## Begin PASSAGE TO READ

The State suggests that LRSD prevailed only in a limited fashion on appeal because
we held solely that funding from the State could not be terminated without notice and
a formal hearing. See Little Rock Sch. Dist., 664 F.3d at 758. We agree that some
reduction is warranted because LRSD did not obtain its sought-after result, a holding
on the merits that continued funding from the State is justified under current
circumstances. Nevertheless, our stay and then vacatur of an order that would have
eliminated about $38 million from LRSD’s funding for the current school year is a
significant result. We hold that a reduction of twenty-five percent from the product
of hours reasonably expended on the litigation times a reasonable hourly rate is
appropriate in these circumstances. See Hensley, 461 U.S. at 436.
In a related argument, the State contends that LRSD should not receive fees for
billed hours attributable to arguing the merits of terminating the funding because we
did not reach the merits. However, “[l]itigants in good faith may raise alternative
legal grounds for a desired outcome, and the court’s rejection of or failure to reach
certain grounds is not a sufficient reason for reducing a fee. The result is what
matters.” Id. at 435. Accordingly, we hold that no additional reduction on this
ground is necessary.

## End PASSAGE TO READ

### REQUIRED TASK 1
In the court fee passage, by what percentage does the court reduce the fee award?
### REQUIRED TASK 2
Reproduce part of the court fee passage word for word, beginning at "The State suggests" and stopping after "U.S. at 436.".

## Begin DATA SECTION

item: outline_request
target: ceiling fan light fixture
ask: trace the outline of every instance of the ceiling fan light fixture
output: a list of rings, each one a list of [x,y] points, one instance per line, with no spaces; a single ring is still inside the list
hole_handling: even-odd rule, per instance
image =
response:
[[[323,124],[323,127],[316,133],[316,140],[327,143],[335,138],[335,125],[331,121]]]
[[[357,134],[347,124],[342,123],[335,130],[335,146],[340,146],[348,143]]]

## End DATA SECTION
## Begin DATA SECTION

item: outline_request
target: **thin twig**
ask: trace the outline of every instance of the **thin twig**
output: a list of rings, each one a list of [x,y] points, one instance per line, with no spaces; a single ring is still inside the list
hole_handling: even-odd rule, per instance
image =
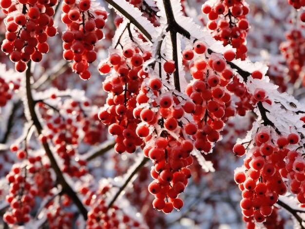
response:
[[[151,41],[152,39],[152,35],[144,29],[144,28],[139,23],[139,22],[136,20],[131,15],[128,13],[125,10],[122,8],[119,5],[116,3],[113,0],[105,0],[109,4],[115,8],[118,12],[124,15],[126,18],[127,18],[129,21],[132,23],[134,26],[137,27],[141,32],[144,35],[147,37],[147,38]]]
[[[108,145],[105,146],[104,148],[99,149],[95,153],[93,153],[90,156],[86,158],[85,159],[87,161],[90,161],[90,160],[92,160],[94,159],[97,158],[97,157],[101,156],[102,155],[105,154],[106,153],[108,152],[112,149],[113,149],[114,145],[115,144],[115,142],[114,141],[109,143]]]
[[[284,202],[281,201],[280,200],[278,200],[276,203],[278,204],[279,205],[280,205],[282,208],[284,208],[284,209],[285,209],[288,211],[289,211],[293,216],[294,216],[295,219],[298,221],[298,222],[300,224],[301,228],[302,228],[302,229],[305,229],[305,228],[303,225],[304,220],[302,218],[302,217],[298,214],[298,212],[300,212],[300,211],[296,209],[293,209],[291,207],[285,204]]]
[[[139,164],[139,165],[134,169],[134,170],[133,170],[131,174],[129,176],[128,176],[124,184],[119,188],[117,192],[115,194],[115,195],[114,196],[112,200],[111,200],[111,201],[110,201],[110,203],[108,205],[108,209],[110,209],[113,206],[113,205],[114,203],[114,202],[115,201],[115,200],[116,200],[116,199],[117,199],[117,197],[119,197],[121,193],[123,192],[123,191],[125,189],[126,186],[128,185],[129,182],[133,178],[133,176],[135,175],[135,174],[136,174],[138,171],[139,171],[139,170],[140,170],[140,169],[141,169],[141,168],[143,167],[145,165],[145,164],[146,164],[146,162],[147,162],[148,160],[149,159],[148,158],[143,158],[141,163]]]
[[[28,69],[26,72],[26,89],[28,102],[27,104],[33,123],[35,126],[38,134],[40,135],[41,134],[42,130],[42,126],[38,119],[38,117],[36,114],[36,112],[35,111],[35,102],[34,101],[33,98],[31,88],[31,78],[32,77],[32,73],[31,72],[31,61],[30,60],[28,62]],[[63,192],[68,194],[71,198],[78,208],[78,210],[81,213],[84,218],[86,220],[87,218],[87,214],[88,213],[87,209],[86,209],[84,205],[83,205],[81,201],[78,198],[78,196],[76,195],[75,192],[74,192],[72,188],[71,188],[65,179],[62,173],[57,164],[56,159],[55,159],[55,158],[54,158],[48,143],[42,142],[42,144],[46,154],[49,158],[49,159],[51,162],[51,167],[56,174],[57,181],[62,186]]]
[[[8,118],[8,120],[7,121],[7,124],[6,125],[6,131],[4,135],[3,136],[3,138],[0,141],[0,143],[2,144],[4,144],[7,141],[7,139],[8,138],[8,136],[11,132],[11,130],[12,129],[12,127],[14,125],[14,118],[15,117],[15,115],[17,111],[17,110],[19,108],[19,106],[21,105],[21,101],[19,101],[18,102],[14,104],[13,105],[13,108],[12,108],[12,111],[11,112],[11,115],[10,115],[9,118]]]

## End DATA SECTION

### PROBLEM SOLUTION 1
Twenty-five percent.

### PROBLEM SOLUTION 2
The State suggests that LRSD prevailed only in a limited fashion on appeal because
we held solely that funding from the State could not be terminated without notice and
a formal hearing. See Little Rock Sch. Dist., 664 F.3d at 758. We agree that some
reduction is warranted because LRSD did not obtain its sought-after result, a holding
on the merits that continued funding from the State is justified under current
circumstances. Nevertheless, our stay and then vacatur of an order that would have
eliminated about $38 million from LRSD’s funding for the current school year is a
significant result. We hold that a reduction of twenty-five percent from the product
of hours reasonably expended on the litigation times a reasonable hourly rate is
appropriate in these circumstances. See Hensley, 461 U.S. at 436.